A block of data
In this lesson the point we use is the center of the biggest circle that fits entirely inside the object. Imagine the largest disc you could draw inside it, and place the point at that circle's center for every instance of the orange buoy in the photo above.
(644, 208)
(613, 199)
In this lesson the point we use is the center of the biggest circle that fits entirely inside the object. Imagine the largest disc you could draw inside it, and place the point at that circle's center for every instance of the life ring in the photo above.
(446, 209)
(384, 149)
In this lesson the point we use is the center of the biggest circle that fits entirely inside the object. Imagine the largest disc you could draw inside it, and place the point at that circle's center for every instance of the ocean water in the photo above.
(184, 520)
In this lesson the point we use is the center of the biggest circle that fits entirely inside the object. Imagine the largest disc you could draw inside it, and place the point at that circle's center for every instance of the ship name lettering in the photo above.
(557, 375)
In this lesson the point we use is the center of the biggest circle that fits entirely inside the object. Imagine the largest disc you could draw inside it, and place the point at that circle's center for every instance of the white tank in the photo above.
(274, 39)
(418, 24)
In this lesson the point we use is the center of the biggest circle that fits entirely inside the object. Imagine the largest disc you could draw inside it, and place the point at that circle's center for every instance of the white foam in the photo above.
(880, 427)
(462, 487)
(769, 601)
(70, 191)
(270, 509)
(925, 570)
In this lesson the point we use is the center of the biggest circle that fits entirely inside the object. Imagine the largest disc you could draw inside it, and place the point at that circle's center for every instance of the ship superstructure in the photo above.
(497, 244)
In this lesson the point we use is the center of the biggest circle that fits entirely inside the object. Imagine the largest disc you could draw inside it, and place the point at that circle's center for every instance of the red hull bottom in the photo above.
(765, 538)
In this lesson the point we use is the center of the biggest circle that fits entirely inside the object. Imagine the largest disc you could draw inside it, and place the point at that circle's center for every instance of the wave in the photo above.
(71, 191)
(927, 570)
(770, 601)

Stated problem = Reproduce the rows starting at the line that contains "wave in the photo above." and continuing through the last row, with every request kept unchanged. Offset each coordinate in the answers by -90.

Task result =
In this lesson the point we use is the center of the biggest circle that fits entirely inside the object. Imagine the largest disc you could draw inside it, and place the point at that circle's center for every instance of the wave in the photo above.
(-19, 101)
(837, 480)
(680, 511)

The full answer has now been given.